(Extracted data entries)
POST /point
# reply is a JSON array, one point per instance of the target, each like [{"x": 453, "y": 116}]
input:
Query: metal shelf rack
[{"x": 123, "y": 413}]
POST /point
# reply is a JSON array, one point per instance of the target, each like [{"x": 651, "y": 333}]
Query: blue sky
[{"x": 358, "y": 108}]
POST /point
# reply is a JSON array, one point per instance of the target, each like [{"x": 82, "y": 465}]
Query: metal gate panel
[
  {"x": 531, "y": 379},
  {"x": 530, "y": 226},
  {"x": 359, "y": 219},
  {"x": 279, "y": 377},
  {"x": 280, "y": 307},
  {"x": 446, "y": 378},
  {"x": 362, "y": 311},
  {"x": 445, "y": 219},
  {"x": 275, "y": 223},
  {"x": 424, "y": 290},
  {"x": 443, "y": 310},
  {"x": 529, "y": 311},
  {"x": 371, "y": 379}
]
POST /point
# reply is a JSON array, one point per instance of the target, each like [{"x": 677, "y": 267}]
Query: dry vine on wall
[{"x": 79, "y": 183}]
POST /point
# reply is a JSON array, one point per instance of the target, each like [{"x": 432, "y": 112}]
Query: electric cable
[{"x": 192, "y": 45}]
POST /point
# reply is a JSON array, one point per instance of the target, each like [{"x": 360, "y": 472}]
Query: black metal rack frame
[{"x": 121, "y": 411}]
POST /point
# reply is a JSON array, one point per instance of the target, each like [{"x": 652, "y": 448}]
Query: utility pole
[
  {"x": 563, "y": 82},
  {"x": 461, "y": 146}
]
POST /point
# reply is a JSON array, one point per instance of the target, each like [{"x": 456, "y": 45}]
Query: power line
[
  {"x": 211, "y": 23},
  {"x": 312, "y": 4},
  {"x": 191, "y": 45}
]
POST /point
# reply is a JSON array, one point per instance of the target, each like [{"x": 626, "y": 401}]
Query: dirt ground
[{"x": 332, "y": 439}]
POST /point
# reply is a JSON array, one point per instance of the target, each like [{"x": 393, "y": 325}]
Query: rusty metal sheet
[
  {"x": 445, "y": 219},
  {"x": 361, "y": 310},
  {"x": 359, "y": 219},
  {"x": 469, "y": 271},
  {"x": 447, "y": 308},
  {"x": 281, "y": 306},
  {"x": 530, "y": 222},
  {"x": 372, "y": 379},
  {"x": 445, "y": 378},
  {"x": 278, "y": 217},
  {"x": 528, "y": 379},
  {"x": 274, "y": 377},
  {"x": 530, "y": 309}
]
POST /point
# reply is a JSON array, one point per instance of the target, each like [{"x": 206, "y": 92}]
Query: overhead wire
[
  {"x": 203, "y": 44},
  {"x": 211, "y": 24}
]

# [WHAT YOU NEED TO DO]
Repeat the records above exactly, from the first line to the last.

# [RESULT FOR THIS EXERCISE]
POST /point
# reply is a JSON array, one point per instance of the target, each like [{"x": 453, "y": 116}]
input:
Query: metal shelf rack
[{"x": 123, "y": 413}]
POST /point
# reply is a JSON array, one point per instance of the target, each like [{"x": 651, "y": 333}]
Query: blue sky
[{"x": 358, "y": 108}]
POST /point
# reply is a JSON array, one point per instance of the target, each like [{"x": 82, "y": 465}]
Query: metal gate panel
[
  {"x": 531, "y": 379},
  {"x": 530, "y": 226},
  {"x": 359, "y": 219},
  {"x": 279, "y": 377},
  {"x": 280, "y": 307},
  {"x": 446, "y": 378},
  {"x": 362, "y": 311},
  {"x": 445, "y": 219},
  {"x": 275, "y": 223},
  {"x": 424, "y": 290},
  {"x": 443, "y": 310},
  {"x": 529, "y": 311},
  {"x": 371, "y": 379}
]
POST /point
# reply is a JSON array, one point per instance of the target, each like [{"x": 677, "y": 267}]
Query: dry vine on wall
[{"x": 79, "y": 183}]
POST /point
# reply is a JSON array, one point per instance of the target, each like [{"x": 432, "y": 112}]
Query: electric cable
[{"x": 192, "y": 45}]
POST /point
# reply is a JSON array, one point per instance of the target, each like [{"x": 360, "y": 472}]
Query: black metal rack frame
[{"x": 121, "y": 411}]
POST /point
# reply is a JSON array, one point per instance of the target, each like [{"x": 652, "y": 448}]
Query: utility pole
[
  {"x": 563, "y": 82},
  {"x": 461, "y": 146}
]
POST /point
# reply is a JSON array, one point per instance of the target, each like [{"x": 456, "y": 45}]
Query: power line
[
  {"x": 211, "y": 23},
  {"x": 312, "y": 4},
  {"x": 191, "y": 45}
]
POST /point
# reply is a JSON array, one point per instance of the target, each like [{"x": 626, "y": 401}]
Query: dirt ground
[{"x": 332, "y": 439}]
POST /point
# reply is a JSON array, one point per instance of the target, each like [{"x": 393, "y": 325}]
Query: rusty metal sheet
[
  {"x": 445, "y": 219},
  {"x": 361, "y": 310},
  {"x": 359, "y": 219},
  {"x": 469, "y": 271},
  {"x": 447, "y": 308},
  {"x": 281, "y": 306},
  {"x": 530, "y": 222},
  {"x": 372, "y": 379},
  {"x": 445, "y": 378},
  {"x": 278, "y": 217},
  {"x": 528, "y": 379},
  {"x": 274, "y": 377},
  {"x": 530, "y": 309}
]
POST /point
# reply is a JSON array, one point per instance of the target, each like [{"x": 206, "y": 92}]
Query: overhead wire
[
  {"x": 203, "y": 44},
  {"x": 211, "y": 24}
]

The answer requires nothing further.